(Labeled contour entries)
:::

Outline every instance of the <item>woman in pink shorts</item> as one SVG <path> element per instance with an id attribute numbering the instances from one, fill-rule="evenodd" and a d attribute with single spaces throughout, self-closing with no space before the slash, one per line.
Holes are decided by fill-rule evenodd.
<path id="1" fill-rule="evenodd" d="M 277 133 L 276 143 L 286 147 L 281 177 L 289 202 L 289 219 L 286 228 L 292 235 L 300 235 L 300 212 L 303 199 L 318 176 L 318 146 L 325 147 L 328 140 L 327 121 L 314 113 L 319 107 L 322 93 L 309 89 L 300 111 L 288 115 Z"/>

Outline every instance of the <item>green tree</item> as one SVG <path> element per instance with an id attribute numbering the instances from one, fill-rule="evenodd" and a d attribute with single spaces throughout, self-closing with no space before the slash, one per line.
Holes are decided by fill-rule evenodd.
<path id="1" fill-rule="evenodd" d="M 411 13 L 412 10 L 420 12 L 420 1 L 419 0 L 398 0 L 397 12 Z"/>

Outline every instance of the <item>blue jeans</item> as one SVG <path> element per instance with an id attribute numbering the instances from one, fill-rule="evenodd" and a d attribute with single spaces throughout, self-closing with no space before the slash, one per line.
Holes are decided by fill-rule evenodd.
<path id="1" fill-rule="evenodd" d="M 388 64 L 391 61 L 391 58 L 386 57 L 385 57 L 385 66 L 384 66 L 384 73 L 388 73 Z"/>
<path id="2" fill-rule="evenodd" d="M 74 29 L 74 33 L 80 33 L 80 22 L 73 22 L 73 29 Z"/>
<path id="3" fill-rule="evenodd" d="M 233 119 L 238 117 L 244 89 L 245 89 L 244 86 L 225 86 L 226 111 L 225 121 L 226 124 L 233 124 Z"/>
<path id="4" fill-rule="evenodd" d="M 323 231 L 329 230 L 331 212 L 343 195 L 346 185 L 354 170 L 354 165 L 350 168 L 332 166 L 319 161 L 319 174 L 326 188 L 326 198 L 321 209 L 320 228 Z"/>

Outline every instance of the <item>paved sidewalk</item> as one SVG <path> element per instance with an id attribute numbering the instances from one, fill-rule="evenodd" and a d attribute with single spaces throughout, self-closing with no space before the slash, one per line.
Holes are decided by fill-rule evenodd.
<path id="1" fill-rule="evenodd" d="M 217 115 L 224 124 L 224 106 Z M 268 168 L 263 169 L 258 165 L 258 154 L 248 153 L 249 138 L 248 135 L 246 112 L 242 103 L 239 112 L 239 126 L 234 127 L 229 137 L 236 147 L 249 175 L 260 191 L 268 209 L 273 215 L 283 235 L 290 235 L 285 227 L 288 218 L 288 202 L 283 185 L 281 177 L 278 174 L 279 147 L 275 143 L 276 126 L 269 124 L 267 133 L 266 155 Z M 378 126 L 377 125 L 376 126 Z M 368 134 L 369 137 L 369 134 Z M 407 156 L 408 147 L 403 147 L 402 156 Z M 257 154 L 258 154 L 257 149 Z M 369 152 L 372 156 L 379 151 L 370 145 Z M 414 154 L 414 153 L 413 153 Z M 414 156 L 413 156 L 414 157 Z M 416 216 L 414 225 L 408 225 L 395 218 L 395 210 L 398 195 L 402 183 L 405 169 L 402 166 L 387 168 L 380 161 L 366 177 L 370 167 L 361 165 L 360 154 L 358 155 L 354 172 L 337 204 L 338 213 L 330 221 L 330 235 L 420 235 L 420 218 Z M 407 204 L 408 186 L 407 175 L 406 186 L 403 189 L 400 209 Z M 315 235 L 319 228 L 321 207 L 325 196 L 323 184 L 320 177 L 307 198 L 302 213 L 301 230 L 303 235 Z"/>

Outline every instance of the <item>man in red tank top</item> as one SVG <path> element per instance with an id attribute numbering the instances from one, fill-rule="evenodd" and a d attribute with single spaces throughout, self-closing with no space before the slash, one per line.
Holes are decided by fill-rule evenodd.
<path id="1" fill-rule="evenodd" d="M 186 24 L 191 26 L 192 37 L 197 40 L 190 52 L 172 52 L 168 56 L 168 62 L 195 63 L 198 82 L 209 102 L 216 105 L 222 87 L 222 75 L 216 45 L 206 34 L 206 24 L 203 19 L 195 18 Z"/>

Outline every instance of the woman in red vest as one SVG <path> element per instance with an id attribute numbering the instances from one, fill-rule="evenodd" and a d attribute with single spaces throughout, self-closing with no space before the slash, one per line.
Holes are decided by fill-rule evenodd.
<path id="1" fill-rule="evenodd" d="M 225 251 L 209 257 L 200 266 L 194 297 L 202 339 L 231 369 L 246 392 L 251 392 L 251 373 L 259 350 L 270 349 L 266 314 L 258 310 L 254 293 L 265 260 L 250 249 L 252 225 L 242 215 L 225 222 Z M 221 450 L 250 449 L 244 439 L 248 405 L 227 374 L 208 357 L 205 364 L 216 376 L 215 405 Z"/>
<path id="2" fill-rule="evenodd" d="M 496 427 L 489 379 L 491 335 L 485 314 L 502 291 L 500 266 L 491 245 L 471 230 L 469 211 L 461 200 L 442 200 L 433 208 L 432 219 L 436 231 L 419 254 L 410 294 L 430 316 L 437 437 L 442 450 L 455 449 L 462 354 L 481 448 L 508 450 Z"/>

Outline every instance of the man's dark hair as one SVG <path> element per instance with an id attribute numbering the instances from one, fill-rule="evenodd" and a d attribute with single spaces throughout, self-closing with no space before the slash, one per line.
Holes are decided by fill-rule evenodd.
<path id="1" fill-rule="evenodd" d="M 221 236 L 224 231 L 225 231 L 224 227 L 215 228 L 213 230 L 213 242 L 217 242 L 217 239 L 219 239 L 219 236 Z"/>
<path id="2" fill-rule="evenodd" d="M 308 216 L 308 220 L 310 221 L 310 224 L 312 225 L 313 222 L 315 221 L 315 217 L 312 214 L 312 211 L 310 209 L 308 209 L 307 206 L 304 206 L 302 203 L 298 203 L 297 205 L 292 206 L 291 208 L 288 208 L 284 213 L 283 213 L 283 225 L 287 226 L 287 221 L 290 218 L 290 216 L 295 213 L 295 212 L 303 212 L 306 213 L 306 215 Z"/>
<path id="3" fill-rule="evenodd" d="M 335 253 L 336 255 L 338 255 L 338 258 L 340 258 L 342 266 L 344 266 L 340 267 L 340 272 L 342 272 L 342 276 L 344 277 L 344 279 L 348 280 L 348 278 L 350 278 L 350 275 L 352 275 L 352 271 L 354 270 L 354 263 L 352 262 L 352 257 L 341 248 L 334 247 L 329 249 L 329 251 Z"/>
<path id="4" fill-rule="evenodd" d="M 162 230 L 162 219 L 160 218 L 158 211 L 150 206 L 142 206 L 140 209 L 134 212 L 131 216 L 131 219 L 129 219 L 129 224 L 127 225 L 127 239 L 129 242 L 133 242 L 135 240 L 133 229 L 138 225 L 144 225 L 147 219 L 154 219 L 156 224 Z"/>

:::

(Aim of the task) Print the material above again, line for line and without any change, from the first entry to the last.

(The answer)
Outline every instance of the <item>woman in pink shorts</item> as one SVG <path> element per instance with an id attribute numbering the instances from one, fill-rule="evenodd" and a d attribute with single spaces throughout, self-closing with no space before the slash, one per line.
Holes are decided by fill-rule evenodd.
<path id="1" fill-rule="evenodd" d="M 277 133 L 276 143 L 286 147 L 281 177 L 289 202 L 289 219 L 286 228 L 292 235 L 300 235 L 300 212 L 303 199 L 318 176 L 318 146 L 325 147 L 328 140 L 327 121 L 314 113 L 319 107 L 322 93 L 309 89 L 300 111 L 288 115 Z"/>

Outline every instance of the <item>green tree</item> as one SVG <path> element per instance with an id attribute numbering the instances from one, fill-rule="evenodd" and a d attribute with single spaces throughout, self-closing with no space before the slash, one per line.
Holes are decided by fill-rule evenodd.
<path id="1" fill-rule="evenodd" d="M 411 13 L 412 10 L 420 12 L 420 1 L 419 0 L 398 0 L 397 12 Z"/>

Outline every instance of the <item>blue jeans</item> as one SVG <path> element per instance with an id attribute numbering the instances from one, fill-rule="evenodd" and a d attribute with single spaces throughout, self-closing with no space before the slash, one per line.
Holes are decided by fill-rule evenodd.
<path id="1" fill-rule="evenodd" d="M 388 64 L 391 61 L 391 58 L 386 57 L 385 57 L 385 66 L 384 66 L 384 73 L 388 73 Z"/>
<path id="2" fill-rule="evenodd" d="M 74 29 L 74 33 L 80 33 L 80 22 L 73 22 L 73 29 Z"/>
<path id="3" fill-rule="evenodd" d="M 233 119 L 238 117 L 244 89 L 245 89 L 244 86 L 225 86 L 226 111 L 225 121 L 226 124 L 233 124 Z"/>
<path id="4" fill-rule="evenodd" d="M 323 231 L 329 230 L 331 212 L 343 195 L 346 185 L 354 170 L 354 165 L 350 168 L 332 166 L 319 161 L 319 174 L 326 188 L 326 198 L 321 209 L 320 228 Z"/>

Outline every instance of the <item>paved sidewalk</item> as one SVG <path> element per instance with an id attribute numbering the instances from one, fill-rule="evenodd" and a d attribute with single spaces throughout, self-closing with no space before the slash, one per line.
Holes are decided by fill-rule evenodd.
<path id="1" fill-rule="evenodd" d="M 217 115 L 224 124 L 224 106 Z M 268 168 L 263 169 L 258 165 L 258 154 L 248 153 L 249 138 L 248 135 L 246 112 L 242 103 L 239 112 L 239 126 L 234 127 L 229 137 L 236 147 L 249 175 L 260 191 L 268 209 L 273 215 L 283 235 L 290 235 L 285 227 L 288 218 L 288 202 L 283 185 L 281 177 L 278 174 L 279 147 L 275 143 L 276 126 L 269 124 L 267 133 L 266 155 Z M 378 126 L 377 125 L 376 126 Z M 368 134 L 369 137 L 369 134 Z M 407 156 L 408 147 L 403 147 L 402 156 Z M 257 154 L 258 154 L 257 149 Z M 369 152 L 372 156 L 379 151 L 370 145 Z M 414 154 L 414 153 L 413 153 Z M 414 156 L 413 156 L 414 157 Z M 416 216 L 414 225 L 408 225 L 395 218 L 395 210 L 398 195 L 402 183 L 405 169 L 402 166 L 387 168 L 380 161 L 366 177 L 370 167 L 361 165 L 360 154 L 358 155 L 354 172 L 337 204 L 338 213 L 330 221 L 330 235 L 420 235 L 420 218 Z M 407 204 L 408 186 L 407 175 L 406 186 L 403 189 L 400 209 Z M 315 235 L 319 228 L 321 207 L 325 196 L 323 184 L 320 177 L 307 198 L 302 213 L 301 230 L 303 235 Z"/>

Outline every instance of the <item>man in red tank top</item> as one SVG <path> element per instance with an id attribute numbering the instances from one, fill-rule="evenodd" and a d attribute with single spaces throughout, self-closing with no space before the slash, one per line.
Holes are decided by fill-rule evenodd.
<path id="1" fill-rule="evenodd" d="M 186 24 L 191 26 L 192 37 L 197 40 L 190 52 L 172 52 L 168 56 L 168 62 L 195 63 L 198 82 L 209 102 L 216 105 L 222 87 L 222 75 L 216 45 L 206 34 L 206 24 L 203 19 L 195 18 Z"/>

Outline every instance of the woman in red vest as one SVG <path> element per instance with an id attribute numbering the instances from one, fill-rule="evenodd" and a d attribute with single spaces throughout, self-closing with no space before the slash, one per line.
Holes are decided by fill-rule evenodd.
<path id="1" fill-rule="evenodd" d="M 225 251 L 209 257 L 200 266 L 194 297 L 202 339 L 231 369 L 246 392 L 251 392 L 251 373 L 259 350 L 270 349 L 266 314 L 258 310 L 254 293 L 265 260 L 250 249 L 252 225 L 242 215 L 225 222 Z M 221 450 L 250 449 L 244 439 L 248 405 L 227 374 L 208 357 L 205 364 L 216 376 L 215 405 Z"/>
<path id="2" fill-rule="evenodd" d="M 496 427 L 489 379 L 491 335 L 485 314 L 502 291 L 500 266 L 491 245 L 471 230 L 469 211 L 461 200 L 442 200 L 433 208 L 432 219 L 436 231 L 419 254 L 410 294 L 430 316 L 437 437 L 442 450 L 455 449 L 462 354 L 481 448 L 508 450 Z"/>

Outline every instance of the man's dark hair as one SVG <path> element per instance with an id attribute numbering the instances from one, fill-rule="evenodd" and a d attribute with single spaces throughout, self-closing with no space before the slash, one per line.
Holes are decided by fill-rule evenodd.
<path id="1" fill-rule="evenodd" d="M 221 236 L 224 231 L 225 231 L 224 227 L 215 228 L 213 230 L 213 242 L 217 242 L 217 239 L 219 239 L 219 236 Z"/>
<path id="2" fill-rule="evenodd" d="M 308 216 L 308 220 L 310 221 L 310 224 L 312 225 L 313 222 L 315 221 L 315 217 L 312 214 L 312 211 L 310 209 L 308 209 L 307 206 L 304 206 L 302 203 L 298 203 L 297 205 L 292 206 L 291 208 L 288 208 L 284 213 L 283 213 L 283 225 L 287 226 L 287 221 L 290 218 L 290 216 L 295 213 L 295 212 L 303 212 L 306 213 L 306 215 Z"/>
<path id="3" fill-rule="evenodd" d="M 335 253 L 336 255 L 338 255 L 338 258 L 340 258 L 342 266 L 344 266 L 340 267 L 340 272 L 342 272 L 342 276 L 344 277 L 344 279 L 348 280 L 348 278 L 350 278 L 350 275 L 352 275 L 352 271 L 354 270 L 354 263 L 352 262 L 352 257 L 341 248 L 334 247 L 329 249 L 329 251 Z"/>
<path id="4" fill-rule="evenodd" d="M 162 230 L 162 219 L 160 218 L 158 211 L 150 206 L 142 206 L 140 209 L 134 212 L 131 216 L 131 219 L 129 219 L 129 224 L 127 225 L 127 239 L 129 242 L 133 242 L 135 240 L 133 229 L 138 225 L 144 225 L 147 219 L 154 219 L 156 224 Z"/>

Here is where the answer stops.